Stated exercise | Please pick out every line of the listing below that contains the word "shirt", and copy each one. Case counts.

Dataset excerpts |
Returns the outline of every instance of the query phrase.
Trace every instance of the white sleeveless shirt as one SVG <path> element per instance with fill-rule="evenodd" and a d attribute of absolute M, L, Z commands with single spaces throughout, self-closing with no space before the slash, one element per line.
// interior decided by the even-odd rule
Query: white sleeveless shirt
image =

* * *

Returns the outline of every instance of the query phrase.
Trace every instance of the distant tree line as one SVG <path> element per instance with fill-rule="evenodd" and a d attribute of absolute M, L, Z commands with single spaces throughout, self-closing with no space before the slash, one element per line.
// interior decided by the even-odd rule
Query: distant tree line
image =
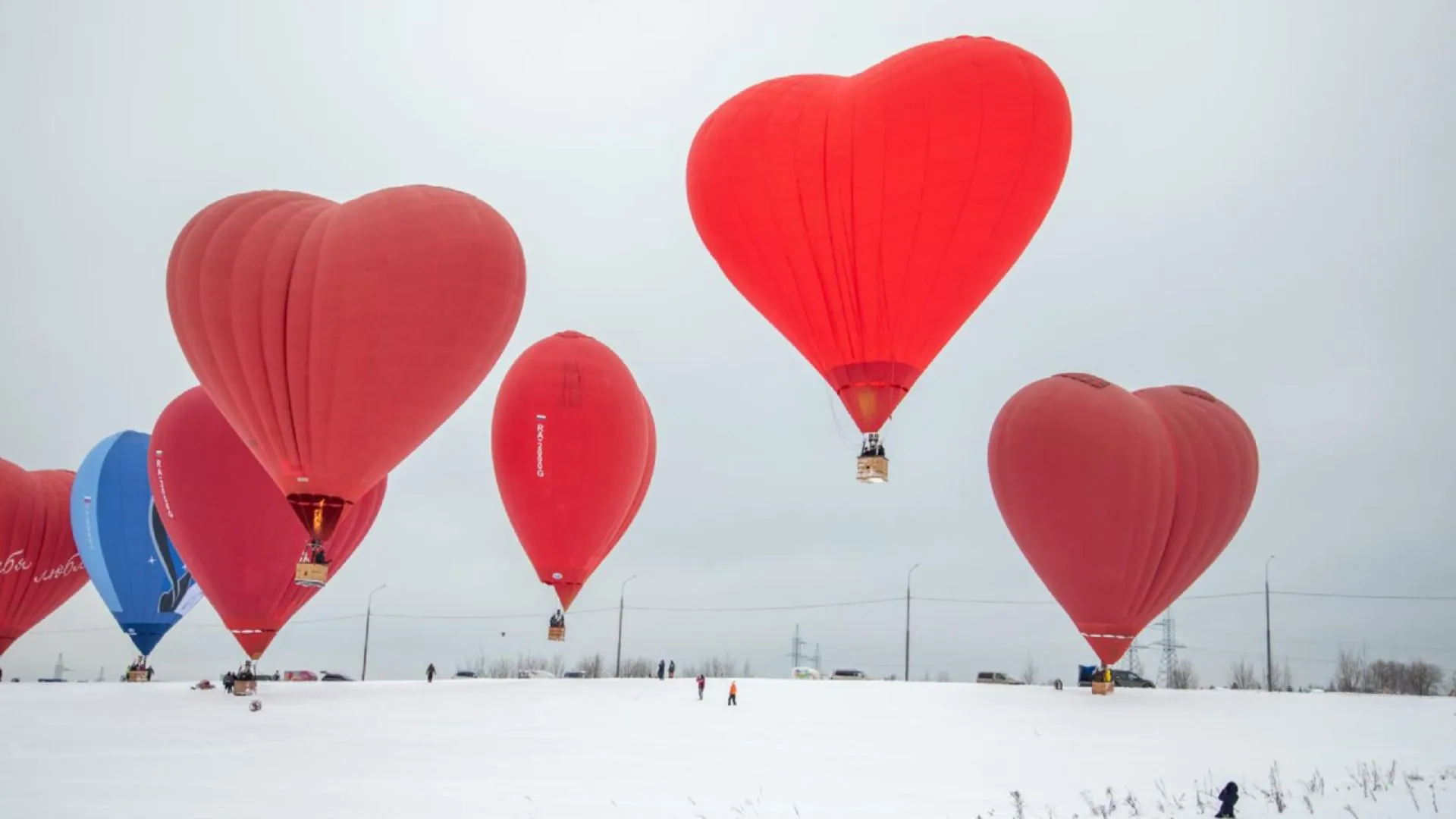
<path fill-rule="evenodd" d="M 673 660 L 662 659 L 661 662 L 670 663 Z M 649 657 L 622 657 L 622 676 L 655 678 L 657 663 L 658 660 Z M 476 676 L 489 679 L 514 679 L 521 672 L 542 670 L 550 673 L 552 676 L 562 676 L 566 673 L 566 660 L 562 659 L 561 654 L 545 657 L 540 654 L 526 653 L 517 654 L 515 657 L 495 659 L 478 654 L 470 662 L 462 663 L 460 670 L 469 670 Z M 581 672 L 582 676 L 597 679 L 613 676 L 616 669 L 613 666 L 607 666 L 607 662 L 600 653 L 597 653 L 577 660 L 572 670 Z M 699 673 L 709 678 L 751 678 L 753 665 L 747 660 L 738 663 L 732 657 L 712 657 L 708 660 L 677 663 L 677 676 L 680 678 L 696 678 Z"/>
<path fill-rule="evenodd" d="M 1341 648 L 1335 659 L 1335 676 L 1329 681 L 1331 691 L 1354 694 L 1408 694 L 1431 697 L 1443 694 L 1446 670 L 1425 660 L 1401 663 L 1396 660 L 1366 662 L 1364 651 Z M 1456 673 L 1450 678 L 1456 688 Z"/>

==

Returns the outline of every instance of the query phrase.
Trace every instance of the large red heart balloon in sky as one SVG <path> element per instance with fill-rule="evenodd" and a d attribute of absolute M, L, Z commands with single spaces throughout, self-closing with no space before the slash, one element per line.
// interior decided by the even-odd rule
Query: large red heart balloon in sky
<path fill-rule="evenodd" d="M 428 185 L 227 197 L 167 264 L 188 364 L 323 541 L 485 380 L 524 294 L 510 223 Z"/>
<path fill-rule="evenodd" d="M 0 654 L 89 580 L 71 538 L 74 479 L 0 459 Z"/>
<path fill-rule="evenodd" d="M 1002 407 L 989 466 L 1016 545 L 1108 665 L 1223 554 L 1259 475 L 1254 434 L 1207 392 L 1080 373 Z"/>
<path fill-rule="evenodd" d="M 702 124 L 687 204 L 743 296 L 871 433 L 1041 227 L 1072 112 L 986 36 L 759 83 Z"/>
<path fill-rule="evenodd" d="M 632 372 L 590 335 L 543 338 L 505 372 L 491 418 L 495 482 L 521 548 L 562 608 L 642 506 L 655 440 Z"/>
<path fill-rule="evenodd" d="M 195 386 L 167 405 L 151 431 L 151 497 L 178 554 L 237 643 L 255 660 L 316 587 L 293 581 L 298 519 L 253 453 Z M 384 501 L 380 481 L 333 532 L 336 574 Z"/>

Result for this task |
Trace every instance of the white sleeveless shirt as one SVG <path> element per instance with fill-rule="evenodd" and a d attribute of absolute M, L, Z commands with single spaces throughout, self-closing with no space before the slash, one element per line.
Query: white sleeveless shirt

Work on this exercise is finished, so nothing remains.